Passage ::

Friday, July 29, 2011
Am I sustainability-minded? I like to think I am, and yet...
Chilean seabass is a cook's dream. You'd have to be a total kitchen dufus to ruin it. Sigh, sigh, sigh. What is one to do? It's the age-old question... The fish is in the case, the fur is on the rack, the latest idiot has been captured on YouTube -- it's too late to save them, shall we just turn away? Or eat, wear & watch? It is a real-life dilemma. I don't want to support bad practices, or bad behavior. But what's done is done, to some extent. Oy, then I'll be that hypocrite shown in one shot eating the fish and in the next shot picketing. How embarrassing.
But how delectable!
I have to assume my fish wasn't illegally caught. Legally caught fish are regulated by the FDA. I doubt that Wegmans is buying its fish from the back of an old Pontiac. Well, for now, let us not cry over spilled milk. I bought the fish with a happy heart, and with a happy heart I cooked it, and with rapture and delight I ate it.

(Object point labels)
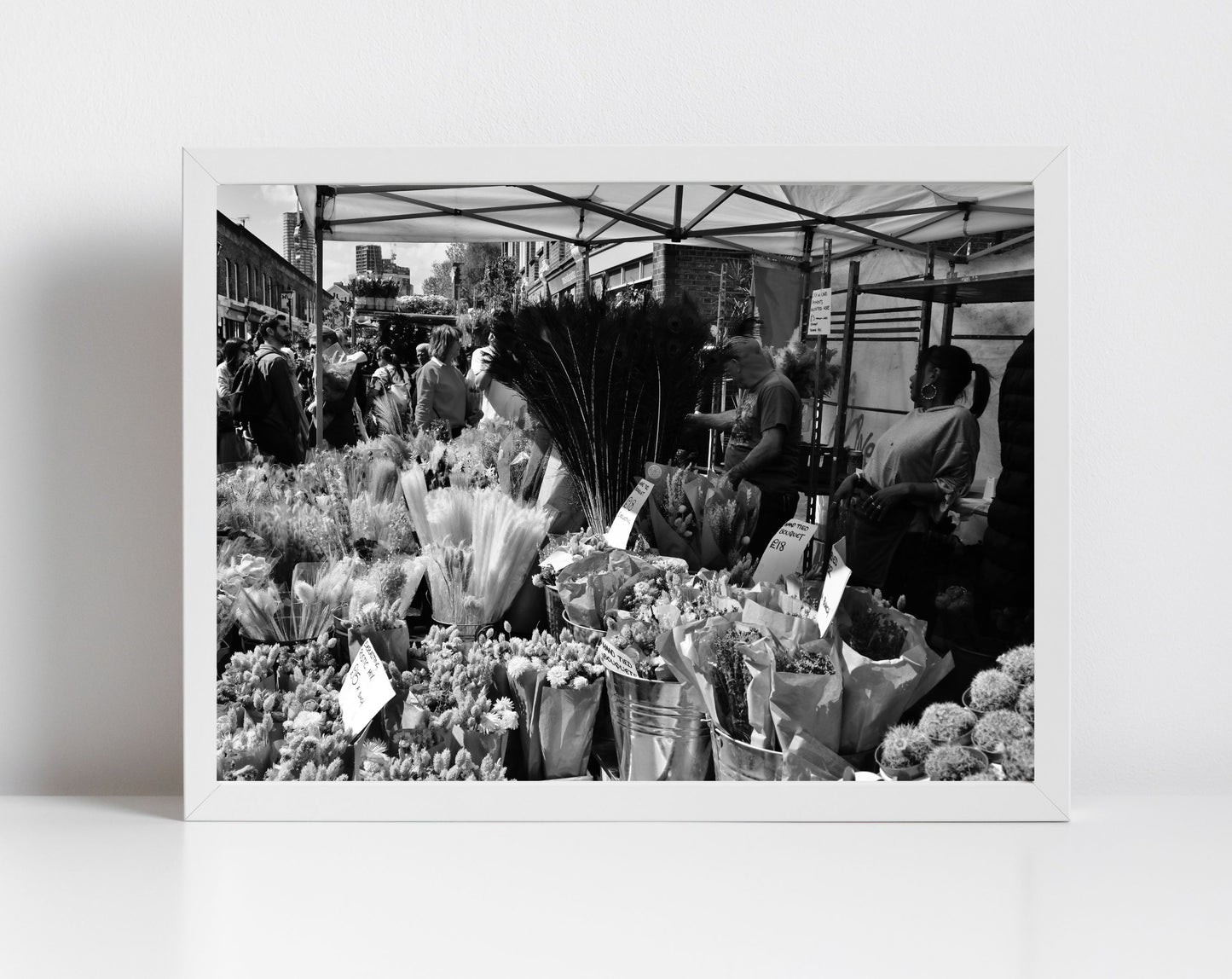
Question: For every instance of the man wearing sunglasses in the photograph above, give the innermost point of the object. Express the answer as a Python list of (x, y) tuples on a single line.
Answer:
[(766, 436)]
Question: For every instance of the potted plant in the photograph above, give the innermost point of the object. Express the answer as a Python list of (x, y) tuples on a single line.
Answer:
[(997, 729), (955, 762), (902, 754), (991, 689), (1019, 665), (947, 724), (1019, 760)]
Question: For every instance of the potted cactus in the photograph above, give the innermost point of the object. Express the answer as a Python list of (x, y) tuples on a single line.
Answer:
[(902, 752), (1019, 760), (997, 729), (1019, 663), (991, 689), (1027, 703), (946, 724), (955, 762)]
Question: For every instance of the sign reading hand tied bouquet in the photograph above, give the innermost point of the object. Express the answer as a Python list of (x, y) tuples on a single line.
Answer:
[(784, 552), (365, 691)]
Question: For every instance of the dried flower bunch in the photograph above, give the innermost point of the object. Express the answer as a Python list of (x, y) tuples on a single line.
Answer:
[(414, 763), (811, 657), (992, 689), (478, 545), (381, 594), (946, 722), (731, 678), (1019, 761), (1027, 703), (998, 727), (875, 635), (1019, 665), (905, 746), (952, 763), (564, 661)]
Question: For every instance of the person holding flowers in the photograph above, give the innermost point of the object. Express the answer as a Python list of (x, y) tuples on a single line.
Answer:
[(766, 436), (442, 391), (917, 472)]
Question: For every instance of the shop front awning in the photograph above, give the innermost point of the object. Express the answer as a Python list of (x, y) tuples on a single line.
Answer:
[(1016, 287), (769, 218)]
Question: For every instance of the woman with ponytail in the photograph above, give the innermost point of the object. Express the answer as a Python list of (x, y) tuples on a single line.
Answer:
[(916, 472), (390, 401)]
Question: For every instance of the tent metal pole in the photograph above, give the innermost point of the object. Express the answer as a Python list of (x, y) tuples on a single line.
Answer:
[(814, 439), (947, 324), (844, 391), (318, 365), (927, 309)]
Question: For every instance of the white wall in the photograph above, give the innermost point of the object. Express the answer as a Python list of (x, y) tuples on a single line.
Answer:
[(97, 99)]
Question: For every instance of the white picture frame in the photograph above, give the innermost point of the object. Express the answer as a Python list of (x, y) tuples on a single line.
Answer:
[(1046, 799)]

* * *

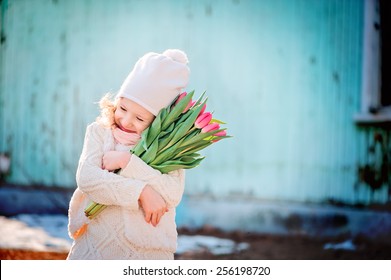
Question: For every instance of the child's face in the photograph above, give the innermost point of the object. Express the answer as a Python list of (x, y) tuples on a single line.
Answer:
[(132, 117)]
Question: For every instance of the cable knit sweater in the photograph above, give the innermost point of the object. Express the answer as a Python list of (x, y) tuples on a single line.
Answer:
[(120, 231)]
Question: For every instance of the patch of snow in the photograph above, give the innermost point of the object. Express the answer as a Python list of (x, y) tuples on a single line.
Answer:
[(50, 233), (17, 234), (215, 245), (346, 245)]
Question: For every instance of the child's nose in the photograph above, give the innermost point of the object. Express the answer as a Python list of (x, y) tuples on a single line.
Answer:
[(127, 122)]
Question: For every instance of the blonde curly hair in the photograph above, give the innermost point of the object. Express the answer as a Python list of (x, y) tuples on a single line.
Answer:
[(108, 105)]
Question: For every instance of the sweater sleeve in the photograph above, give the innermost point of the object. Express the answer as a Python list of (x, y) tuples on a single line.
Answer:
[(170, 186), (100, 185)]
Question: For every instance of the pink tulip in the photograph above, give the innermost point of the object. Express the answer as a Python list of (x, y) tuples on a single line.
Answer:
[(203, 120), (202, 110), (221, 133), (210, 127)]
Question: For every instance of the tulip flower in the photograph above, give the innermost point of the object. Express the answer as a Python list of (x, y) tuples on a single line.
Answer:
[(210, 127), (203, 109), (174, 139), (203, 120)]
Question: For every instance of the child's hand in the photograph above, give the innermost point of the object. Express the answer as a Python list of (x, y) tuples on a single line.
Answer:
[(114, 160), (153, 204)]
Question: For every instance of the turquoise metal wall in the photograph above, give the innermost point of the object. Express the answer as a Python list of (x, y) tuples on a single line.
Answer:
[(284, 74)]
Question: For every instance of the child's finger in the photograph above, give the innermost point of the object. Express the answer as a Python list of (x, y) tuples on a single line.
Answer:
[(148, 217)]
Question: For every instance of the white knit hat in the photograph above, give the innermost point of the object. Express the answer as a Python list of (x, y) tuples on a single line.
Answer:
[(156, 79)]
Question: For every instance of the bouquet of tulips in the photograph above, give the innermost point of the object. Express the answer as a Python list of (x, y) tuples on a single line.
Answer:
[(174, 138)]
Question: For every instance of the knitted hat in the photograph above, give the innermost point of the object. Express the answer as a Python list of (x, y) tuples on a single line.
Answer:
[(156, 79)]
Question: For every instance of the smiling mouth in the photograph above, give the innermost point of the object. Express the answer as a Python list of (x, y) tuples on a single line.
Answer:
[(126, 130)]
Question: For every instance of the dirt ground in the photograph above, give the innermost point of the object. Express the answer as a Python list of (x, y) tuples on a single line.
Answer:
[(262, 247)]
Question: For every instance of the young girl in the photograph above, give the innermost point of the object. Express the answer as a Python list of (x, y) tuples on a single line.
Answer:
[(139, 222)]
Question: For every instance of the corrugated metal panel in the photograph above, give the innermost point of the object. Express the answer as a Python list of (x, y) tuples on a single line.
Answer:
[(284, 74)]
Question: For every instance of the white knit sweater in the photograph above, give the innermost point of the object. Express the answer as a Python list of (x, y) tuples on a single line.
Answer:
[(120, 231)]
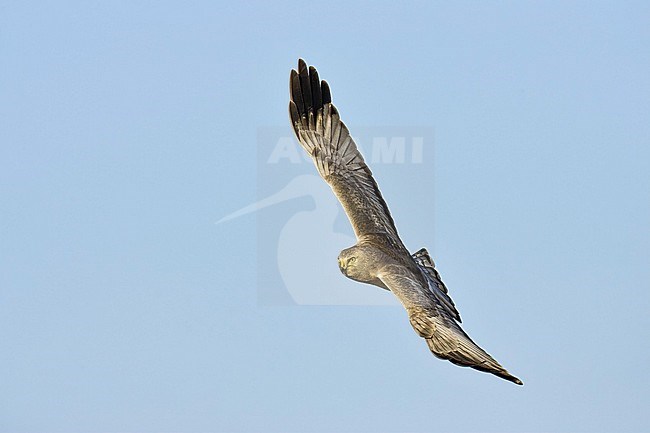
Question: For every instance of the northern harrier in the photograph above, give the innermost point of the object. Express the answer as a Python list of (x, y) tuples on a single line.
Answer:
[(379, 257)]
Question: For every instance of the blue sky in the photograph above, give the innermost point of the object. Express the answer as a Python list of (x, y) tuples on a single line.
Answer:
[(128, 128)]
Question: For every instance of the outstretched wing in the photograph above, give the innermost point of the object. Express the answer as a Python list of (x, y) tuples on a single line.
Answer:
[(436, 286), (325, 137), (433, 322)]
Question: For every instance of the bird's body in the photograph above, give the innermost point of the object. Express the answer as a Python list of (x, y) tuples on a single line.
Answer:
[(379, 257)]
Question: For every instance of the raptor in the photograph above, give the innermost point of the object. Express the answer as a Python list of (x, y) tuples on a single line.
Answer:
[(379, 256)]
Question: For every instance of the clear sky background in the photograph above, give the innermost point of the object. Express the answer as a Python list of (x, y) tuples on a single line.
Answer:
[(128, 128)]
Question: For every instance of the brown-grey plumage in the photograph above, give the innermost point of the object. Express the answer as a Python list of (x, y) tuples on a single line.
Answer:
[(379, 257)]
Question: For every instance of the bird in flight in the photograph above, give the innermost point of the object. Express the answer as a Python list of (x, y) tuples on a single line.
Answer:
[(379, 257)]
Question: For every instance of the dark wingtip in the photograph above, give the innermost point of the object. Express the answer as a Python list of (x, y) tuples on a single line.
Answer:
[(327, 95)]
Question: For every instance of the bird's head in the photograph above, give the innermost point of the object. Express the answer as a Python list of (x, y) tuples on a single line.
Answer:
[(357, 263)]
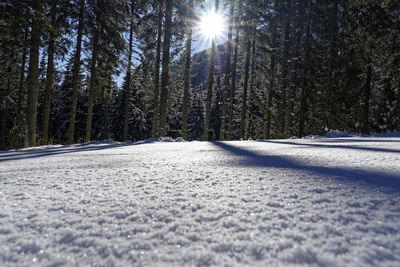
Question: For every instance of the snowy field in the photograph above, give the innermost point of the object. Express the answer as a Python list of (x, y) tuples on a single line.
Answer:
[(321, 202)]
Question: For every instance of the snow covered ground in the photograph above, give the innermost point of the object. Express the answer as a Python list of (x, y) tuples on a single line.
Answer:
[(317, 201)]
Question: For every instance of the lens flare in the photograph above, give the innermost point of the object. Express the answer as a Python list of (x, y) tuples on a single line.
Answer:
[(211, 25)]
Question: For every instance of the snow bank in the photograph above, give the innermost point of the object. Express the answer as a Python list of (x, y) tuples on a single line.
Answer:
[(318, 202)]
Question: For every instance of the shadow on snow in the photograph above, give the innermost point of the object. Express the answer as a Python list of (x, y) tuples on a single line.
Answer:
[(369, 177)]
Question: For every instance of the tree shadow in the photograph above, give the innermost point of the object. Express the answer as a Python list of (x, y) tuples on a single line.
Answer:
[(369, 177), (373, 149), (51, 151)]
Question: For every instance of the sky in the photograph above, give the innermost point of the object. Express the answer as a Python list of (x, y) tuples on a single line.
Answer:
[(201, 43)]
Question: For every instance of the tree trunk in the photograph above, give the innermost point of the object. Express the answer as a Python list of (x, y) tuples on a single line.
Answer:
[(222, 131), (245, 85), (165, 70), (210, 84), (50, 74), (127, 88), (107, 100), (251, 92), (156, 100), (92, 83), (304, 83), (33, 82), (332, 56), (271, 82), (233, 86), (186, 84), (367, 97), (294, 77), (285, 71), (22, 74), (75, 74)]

Task list ::
1) Please reproduce word for word the stretch of the seabass post running from "But how delectable!" down to "delight I ate it.".
2) For each of the following statements, answer yes or no to whether the seabass post agrees with it, and quote the words of the post that decide it. (a) Legally caught fish are regulated by the FDA. (b) Chilean seabass is hard to cook well. (c) The fish was bought reluctantly.

The replies ::
1)
But how delectable!
I have to assume my fish wasn't illegally caught. Legally caught fish are regulated by the FDA. I doubt that Wegmans is buying its fish from the back of an old Pontiac. Well, for now, let us not cry over spilled milk. I bought the fish with a happy heart, and with a happy heart I cooked it, and with rapture and delight I ate it.

2)
(a) Yes: "Legally caught fish are regulated by the FDA."
(b) No: "Chilean seabass is a cook's dream. You'd have to be a total kitchen dufus to ruin it."
(c) No: "I bought the fish with a happy heart"